* _EXERCISE REQUIREMENTS_
Gather each line below that contains the word "small" and copy it in full. Case counts when matching.

——————————

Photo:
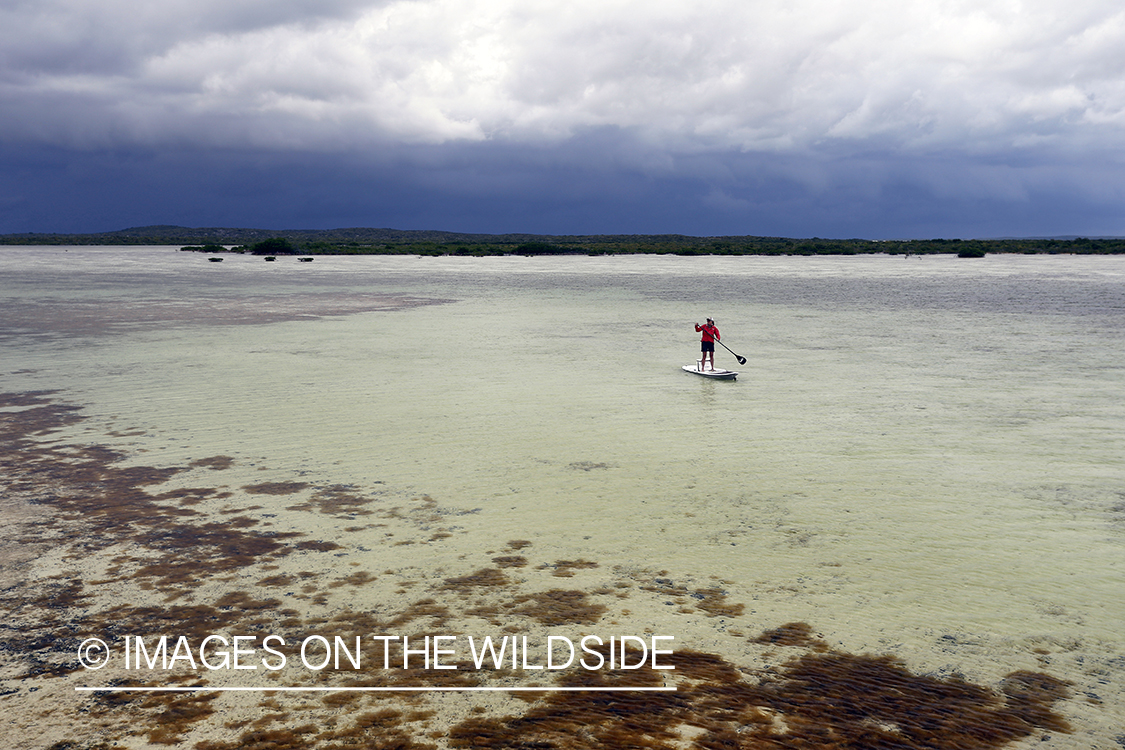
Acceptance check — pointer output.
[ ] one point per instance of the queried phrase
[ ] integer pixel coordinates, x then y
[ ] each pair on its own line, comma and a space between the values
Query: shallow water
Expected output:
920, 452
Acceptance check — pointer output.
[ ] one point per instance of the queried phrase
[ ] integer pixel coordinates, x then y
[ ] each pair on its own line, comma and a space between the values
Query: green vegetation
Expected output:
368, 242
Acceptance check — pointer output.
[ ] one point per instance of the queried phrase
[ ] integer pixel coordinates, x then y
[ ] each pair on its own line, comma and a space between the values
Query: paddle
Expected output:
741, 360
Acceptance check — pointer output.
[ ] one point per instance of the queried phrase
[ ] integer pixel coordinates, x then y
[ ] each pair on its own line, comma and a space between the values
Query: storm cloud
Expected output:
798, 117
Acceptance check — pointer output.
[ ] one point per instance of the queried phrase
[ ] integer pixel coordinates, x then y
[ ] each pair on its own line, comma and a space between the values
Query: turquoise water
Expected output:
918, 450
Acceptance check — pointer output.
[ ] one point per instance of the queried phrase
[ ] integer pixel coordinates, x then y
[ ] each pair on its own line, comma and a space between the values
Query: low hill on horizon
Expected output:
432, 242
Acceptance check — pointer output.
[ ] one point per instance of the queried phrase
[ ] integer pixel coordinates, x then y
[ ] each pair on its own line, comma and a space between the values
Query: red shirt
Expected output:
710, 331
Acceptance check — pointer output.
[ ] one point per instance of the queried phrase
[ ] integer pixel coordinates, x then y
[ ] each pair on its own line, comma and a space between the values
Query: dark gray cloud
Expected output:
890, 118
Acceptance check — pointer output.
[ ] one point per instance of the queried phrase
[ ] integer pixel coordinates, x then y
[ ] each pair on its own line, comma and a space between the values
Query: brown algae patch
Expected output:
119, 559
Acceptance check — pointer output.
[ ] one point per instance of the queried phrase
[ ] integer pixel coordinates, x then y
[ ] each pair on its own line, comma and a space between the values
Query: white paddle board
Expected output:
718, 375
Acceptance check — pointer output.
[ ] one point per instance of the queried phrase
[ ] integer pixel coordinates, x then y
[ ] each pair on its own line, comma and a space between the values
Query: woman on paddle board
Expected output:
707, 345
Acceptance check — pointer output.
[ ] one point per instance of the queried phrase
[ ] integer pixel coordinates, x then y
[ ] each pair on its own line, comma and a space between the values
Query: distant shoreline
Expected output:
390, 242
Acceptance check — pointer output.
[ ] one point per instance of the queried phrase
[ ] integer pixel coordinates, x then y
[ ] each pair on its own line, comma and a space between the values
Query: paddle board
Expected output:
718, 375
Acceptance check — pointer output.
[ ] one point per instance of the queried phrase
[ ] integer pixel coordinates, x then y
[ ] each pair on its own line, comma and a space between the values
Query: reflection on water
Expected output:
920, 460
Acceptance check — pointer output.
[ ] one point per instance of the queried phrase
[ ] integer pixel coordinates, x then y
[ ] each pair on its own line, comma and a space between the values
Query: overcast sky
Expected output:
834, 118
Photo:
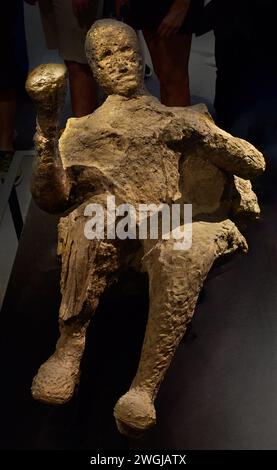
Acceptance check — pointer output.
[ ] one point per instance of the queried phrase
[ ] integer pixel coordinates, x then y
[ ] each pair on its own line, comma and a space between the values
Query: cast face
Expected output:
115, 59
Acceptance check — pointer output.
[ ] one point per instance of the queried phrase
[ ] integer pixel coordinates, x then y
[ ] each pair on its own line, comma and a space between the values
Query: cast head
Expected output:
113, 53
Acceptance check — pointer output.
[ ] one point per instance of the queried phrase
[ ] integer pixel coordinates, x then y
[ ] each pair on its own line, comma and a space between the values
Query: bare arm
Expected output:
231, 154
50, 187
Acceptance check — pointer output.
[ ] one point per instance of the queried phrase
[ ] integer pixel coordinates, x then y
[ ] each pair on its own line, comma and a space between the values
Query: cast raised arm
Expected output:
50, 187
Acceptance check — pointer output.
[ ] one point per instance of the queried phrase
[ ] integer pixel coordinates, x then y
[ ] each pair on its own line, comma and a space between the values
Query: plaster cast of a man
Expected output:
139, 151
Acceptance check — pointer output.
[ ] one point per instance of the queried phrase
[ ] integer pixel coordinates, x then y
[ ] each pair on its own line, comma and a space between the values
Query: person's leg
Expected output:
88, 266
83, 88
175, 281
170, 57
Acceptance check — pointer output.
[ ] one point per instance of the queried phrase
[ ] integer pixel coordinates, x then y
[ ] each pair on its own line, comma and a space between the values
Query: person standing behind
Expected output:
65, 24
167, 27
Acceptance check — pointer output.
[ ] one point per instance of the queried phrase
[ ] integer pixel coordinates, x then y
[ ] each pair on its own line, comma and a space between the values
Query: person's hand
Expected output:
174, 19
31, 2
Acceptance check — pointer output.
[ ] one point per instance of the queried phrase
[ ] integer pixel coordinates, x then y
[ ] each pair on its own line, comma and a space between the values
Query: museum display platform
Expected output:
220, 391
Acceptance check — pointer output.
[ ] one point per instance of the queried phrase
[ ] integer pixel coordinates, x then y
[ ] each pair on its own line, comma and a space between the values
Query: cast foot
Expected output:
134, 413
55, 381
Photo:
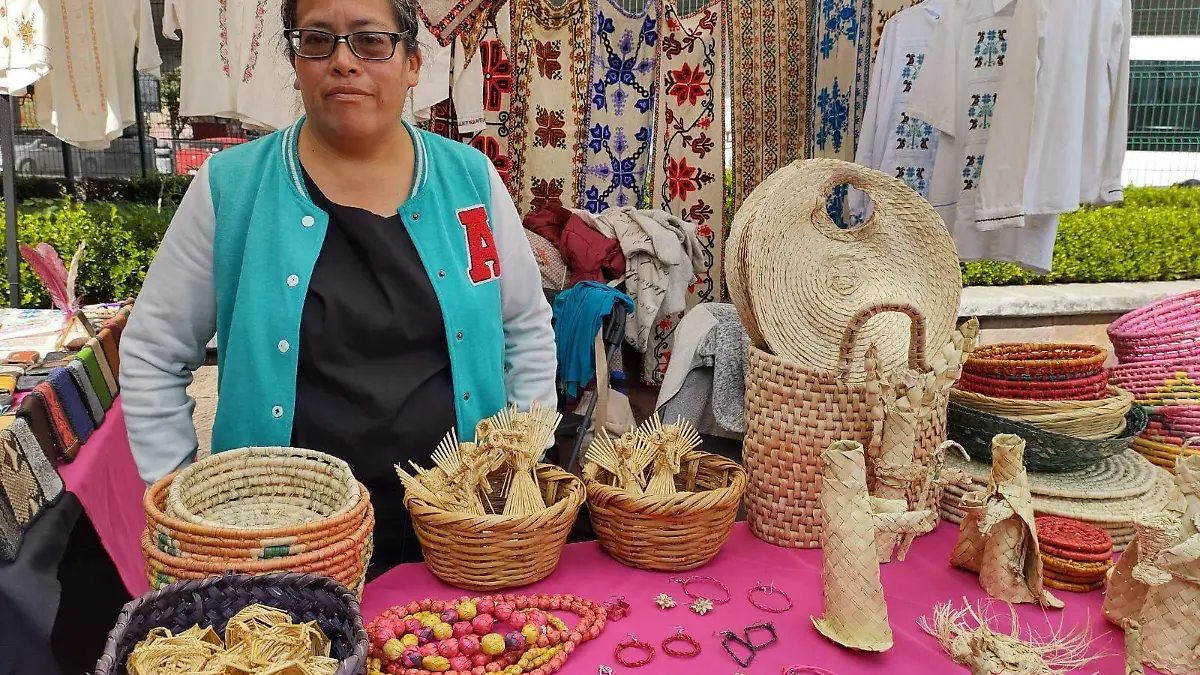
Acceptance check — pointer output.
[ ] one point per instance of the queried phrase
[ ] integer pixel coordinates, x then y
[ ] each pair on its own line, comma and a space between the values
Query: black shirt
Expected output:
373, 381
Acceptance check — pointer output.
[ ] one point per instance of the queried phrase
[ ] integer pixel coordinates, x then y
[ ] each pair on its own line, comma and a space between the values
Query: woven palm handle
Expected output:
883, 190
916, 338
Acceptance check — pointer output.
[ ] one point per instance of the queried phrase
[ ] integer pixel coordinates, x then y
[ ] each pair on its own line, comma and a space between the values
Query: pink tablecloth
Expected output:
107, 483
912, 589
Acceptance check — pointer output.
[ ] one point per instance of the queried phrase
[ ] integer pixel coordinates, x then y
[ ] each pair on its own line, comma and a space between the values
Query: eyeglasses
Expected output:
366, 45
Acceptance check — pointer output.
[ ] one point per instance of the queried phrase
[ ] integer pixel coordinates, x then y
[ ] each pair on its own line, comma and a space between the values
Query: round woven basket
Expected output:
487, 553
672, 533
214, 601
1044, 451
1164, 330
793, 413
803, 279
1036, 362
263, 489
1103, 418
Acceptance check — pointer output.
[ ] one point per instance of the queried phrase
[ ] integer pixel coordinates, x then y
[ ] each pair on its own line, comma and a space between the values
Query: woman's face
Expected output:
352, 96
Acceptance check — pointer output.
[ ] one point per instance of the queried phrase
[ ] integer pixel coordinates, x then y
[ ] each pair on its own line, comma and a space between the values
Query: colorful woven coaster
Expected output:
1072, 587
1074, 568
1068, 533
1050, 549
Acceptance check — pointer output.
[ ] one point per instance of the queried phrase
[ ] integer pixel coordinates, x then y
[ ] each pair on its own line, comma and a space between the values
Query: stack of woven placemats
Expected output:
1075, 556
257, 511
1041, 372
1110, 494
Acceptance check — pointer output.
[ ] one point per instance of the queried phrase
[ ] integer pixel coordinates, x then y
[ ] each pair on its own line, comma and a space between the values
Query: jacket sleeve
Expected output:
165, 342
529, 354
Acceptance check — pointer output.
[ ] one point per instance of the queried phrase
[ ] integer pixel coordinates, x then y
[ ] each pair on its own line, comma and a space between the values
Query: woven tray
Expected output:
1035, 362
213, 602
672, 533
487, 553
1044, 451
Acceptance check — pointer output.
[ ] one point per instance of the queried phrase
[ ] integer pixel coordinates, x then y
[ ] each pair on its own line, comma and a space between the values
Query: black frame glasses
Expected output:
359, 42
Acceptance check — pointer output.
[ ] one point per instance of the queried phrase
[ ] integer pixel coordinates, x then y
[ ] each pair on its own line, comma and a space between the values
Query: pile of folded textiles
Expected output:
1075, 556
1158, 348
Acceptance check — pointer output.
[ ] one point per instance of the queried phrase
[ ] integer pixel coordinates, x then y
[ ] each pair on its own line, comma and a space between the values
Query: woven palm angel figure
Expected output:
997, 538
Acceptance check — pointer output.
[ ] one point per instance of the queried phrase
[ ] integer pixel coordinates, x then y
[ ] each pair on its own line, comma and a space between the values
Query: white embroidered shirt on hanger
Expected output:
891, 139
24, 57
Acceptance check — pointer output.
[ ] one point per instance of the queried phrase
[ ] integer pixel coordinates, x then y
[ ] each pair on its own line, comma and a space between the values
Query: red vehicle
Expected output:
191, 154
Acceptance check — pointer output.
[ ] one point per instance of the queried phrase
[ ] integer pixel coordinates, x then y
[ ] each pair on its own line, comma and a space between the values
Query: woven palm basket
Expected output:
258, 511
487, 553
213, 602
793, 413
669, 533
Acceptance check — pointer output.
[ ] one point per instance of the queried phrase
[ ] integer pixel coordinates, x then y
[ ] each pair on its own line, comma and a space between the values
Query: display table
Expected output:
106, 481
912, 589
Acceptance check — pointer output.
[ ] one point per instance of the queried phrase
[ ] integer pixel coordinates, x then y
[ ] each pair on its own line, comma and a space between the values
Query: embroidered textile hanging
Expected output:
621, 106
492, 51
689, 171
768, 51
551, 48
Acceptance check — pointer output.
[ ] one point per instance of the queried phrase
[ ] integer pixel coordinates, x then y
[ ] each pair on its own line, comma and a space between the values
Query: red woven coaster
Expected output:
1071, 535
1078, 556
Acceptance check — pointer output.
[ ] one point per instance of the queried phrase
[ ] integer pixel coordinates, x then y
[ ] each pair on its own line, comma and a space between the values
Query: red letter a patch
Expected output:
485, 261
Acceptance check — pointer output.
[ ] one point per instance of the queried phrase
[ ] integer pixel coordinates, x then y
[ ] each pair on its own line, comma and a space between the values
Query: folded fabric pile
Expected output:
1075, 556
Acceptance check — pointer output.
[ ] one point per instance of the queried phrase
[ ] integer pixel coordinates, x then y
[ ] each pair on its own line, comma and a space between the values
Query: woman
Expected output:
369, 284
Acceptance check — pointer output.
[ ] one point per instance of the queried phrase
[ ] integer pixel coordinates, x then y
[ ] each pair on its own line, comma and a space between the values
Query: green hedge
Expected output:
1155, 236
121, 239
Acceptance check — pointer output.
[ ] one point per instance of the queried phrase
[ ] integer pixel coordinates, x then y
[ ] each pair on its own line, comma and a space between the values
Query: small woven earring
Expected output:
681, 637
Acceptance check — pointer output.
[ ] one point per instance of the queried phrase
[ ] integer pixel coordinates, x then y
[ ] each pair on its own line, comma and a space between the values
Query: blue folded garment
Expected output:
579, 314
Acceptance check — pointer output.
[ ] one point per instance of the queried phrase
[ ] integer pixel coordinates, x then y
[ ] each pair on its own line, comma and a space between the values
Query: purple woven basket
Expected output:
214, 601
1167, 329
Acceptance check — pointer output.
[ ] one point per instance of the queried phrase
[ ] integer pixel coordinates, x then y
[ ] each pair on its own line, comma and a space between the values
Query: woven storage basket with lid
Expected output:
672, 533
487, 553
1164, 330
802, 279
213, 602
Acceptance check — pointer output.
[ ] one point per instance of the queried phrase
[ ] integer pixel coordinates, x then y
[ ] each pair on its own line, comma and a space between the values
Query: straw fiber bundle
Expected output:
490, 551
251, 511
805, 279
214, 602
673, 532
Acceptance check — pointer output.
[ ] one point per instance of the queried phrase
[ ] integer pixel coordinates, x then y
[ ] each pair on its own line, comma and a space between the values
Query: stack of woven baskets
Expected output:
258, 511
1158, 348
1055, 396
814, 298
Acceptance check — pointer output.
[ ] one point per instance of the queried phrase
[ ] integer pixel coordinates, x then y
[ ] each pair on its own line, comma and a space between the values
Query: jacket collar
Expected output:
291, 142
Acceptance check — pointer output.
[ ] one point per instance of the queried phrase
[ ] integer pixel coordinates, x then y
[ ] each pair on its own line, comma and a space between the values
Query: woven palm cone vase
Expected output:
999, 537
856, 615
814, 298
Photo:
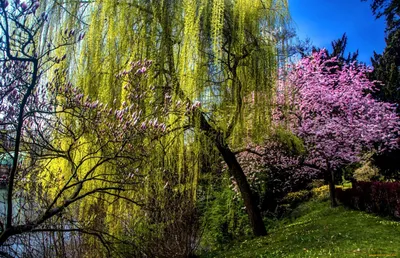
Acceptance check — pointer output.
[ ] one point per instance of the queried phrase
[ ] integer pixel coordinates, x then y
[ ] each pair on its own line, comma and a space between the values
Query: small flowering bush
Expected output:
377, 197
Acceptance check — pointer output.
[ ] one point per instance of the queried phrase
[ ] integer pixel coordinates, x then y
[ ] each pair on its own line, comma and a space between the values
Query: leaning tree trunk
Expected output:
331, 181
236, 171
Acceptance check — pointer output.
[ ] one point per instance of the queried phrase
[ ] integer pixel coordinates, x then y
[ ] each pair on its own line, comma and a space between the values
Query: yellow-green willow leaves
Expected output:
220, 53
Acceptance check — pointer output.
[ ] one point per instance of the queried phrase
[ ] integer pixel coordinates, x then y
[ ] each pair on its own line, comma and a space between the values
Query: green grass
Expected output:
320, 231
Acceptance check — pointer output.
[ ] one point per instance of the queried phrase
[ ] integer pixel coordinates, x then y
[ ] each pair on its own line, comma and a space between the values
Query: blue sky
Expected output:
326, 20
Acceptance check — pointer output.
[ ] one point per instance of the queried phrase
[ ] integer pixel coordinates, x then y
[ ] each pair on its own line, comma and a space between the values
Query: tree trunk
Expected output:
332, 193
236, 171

——————————

* _ANSWER TO THIS EXERCISE_
Query: small woven earring
Query: small flowering bush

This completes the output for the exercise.